Task instructions:
Lines from the one containing "locate the dining" through the final line of the entries below: reproduce them exactly, all of them and only them.

-------- Supplied data

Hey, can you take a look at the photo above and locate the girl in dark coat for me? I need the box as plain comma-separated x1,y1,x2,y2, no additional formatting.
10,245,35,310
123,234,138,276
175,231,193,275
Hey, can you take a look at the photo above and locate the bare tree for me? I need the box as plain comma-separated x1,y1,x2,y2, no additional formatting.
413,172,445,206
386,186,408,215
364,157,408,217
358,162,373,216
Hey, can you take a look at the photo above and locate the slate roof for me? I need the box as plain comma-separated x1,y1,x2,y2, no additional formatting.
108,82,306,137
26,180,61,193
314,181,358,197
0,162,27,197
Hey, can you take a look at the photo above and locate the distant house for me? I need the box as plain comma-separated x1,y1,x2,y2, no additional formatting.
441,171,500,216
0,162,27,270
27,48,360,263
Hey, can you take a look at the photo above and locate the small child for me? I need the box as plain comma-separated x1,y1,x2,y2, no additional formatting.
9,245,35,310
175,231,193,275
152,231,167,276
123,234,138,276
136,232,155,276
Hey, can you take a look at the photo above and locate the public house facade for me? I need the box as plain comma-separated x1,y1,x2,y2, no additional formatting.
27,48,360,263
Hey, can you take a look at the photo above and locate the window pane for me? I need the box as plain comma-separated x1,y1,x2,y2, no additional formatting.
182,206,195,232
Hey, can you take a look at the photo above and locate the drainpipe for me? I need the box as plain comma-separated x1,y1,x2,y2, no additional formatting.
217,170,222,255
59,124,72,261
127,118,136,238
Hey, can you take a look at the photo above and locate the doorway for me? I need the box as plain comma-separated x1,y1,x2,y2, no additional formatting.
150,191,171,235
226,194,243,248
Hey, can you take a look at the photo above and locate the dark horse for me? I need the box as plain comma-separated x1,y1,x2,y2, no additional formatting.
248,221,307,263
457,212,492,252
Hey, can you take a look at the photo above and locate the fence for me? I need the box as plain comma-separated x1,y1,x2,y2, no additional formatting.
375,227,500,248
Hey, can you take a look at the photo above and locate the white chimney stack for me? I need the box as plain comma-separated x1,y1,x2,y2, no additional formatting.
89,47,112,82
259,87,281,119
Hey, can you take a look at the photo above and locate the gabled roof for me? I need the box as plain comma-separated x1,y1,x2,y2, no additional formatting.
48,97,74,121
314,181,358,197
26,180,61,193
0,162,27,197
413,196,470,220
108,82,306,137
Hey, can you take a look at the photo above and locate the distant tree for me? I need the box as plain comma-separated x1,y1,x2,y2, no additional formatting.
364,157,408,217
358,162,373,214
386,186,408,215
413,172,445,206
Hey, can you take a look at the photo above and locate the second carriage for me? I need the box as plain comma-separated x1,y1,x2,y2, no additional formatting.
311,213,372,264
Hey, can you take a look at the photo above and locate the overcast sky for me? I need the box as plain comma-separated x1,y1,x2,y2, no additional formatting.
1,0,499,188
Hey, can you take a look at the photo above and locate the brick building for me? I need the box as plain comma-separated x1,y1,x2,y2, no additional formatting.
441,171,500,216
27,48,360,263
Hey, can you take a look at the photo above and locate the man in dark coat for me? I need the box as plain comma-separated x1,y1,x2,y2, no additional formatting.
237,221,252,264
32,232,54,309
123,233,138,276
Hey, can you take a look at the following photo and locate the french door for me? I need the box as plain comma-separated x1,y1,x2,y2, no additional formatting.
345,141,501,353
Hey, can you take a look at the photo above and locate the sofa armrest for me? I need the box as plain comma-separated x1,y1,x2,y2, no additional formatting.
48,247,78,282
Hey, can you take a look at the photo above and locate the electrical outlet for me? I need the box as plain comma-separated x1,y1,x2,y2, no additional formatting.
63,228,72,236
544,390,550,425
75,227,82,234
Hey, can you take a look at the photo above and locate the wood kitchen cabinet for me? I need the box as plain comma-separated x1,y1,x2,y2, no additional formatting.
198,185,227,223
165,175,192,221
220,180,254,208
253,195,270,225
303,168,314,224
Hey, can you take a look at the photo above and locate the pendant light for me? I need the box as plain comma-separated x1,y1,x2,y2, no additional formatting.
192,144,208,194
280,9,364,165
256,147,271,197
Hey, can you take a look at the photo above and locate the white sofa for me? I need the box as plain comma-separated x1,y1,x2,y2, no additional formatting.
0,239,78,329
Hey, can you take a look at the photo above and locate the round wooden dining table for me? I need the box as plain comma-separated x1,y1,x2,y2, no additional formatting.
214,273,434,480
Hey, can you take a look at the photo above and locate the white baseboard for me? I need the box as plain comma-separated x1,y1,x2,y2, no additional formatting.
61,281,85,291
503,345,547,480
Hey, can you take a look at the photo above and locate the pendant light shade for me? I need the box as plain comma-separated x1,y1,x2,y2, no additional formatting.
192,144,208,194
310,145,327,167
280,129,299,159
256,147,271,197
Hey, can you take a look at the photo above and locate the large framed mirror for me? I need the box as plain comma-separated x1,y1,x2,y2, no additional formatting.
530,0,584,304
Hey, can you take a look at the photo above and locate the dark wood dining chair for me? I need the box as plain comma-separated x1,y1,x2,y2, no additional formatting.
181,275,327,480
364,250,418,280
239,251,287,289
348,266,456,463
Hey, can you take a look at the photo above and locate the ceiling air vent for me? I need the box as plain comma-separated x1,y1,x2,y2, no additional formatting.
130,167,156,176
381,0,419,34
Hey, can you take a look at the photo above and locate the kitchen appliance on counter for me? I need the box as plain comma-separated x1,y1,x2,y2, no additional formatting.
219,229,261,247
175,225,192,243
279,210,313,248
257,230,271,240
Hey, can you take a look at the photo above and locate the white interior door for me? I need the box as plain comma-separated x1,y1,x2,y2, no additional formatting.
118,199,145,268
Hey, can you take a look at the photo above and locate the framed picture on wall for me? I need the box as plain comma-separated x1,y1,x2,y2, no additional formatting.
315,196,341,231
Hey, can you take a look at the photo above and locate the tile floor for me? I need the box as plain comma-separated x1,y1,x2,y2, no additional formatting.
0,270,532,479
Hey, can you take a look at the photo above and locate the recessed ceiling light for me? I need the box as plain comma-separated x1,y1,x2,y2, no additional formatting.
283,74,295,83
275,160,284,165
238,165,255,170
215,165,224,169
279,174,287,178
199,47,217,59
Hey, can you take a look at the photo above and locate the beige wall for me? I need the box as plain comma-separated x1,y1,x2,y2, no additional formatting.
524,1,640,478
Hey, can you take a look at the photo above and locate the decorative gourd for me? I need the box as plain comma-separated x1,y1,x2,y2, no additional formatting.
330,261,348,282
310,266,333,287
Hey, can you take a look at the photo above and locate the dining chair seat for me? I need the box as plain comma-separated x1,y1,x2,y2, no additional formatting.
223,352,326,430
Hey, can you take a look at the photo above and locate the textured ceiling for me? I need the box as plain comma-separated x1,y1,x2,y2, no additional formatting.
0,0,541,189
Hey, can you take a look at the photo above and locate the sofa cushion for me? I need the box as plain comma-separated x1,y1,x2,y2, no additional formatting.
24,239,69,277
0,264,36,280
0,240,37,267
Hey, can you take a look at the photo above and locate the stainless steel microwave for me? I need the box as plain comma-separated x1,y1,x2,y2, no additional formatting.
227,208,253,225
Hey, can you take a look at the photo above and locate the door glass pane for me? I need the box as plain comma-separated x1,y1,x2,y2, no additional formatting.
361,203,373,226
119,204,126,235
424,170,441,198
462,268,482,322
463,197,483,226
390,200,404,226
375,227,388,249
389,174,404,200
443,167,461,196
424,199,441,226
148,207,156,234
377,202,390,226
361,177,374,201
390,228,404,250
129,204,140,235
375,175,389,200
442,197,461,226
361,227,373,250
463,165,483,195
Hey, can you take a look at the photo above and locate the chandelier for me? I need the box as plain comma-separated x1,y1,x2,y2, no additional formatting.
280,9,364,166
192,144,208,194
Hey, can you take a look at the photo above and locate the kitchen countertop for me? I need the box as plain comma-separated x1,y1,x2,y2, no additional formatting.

----------------

Written response:
Hey, can you take a look at the photo above and locate the dining chair seat for me? I need the box as plain comma-separated x1,y1,x2,y2, no additional formatting.
223,352,326,430
Hey, can you take a look at the photo above and locate the textured ceiling for me? I need the box as plain comma-separated x1,y1,x2,y2, no additional formatting.
0,0,541,189
Hey, can you take a look at the photo above and locate the sofa cushion for me? I need the box as plain comma-separated x1,y1,x2,y2, no additional formatting.
24,239,69,277
0,264,36,280
0,240,37,267
Hey, can you take a look at the photo above and locate the stainless steel microwave for me? I need the box as plain comma-separated x1,y1,x2,y2, no additional formatting.
227,208,253,225
Hey, can you take a look at the photo above and locate the door glass pane for me? I need the box as plain comma-separated x1,y1,x2,y2, no additional formatting.
361,203,373,226
119,204,126,235
424,170,441,198
462,268,482,322
463,197,483,226
390,200,404,226
375,227,388,249
389,174,404,200
443,167,461,196
424,199,441,226
148,207,156,234
377,202,390,226
361,177,374,201
390,228,404,250
129,204,140,235
375,175,389,200
442,197,461,226
361,227,373,250
463,165,483,195
Hey, can you take a look at the photo above and locate the chandelier for me? I need the box as plain comma-separated x1,y1,x2,y2, no additional formatting.
280,9,364,166
192,144,208,194
Hey, can you take a look at the photo above and locate the kitchen countertop for me? I need the box as plain comma-separated x1,y1,x2,y2, no additional formatting.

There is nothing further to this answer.